Please return exactly the lines from the top of the data through the line that contains "Query: blue sky", and skip all pictures.

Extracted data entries
◆ ◆ ◆ ◆ ◆ ◆ ◆

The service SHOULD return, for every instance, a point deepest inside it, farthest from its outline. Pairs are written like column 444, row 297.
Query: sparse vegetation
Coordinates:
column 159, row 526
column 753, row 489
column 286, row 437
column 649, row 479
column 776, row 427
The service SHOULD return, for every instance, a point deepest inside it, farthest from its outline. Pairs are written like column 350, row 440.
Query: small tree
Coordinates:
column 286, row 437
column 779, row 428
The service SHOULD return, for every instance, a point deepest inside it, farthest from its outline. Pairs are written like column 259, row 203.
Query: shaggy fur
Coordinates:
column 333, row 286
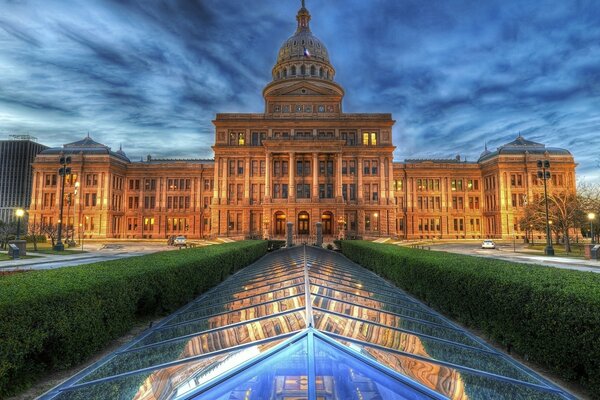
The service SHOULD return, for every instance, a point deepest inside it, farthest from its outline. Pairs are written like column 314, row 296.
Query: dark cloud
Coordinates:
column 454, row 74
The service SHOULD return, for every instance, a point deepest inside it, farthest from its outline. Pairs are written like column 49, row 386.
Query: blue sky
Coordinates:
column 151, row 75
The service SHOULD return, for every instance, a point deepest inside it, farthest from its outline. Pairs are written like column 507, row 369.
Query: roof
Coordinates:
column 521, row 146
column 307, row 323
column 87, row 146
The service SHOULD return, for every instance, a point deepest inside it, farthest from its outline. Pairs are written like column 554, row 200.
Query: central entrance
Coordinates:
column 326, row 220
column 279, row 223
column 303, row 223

◆ ◆ ◆ ◆ ◆ ◆ ◆

[Output of the task]
The service SHOULD return, for every instance, a point deepest inside it, farthest from its outline. Pairs are written like column 444, row 297.
Query: sparse vegetation
Coordinates:
column 159, row 526
column 753, row 489
column 286, row 437
column 649, row 479
column 776, row 427
The service SHOULD return, for every instance, a point deepest inside it, farthest from its outline. Pairs are written like column 350, row 440.
Query: small tree
Coordinates:
column 286, row 437
column 779, row 428
The service SHOULD return, for every instance, a point deepest inside it, farthest from its outline. Pairs are written like column 259, row 203.
Query: shaggy fur
Coordinates:
column 333, row 286
The service SHOULD return, for every instance, a point deepest inside it, farthest from its outline. Pairs are written like column 314, row 296.
Query: dark cloud
Coordinates:
column 454, row 74
The service SHOULD return, for every instance, a point deepest inside it, farthest from its outline. Pairs are written like column 49, row 386.
Query: blue sky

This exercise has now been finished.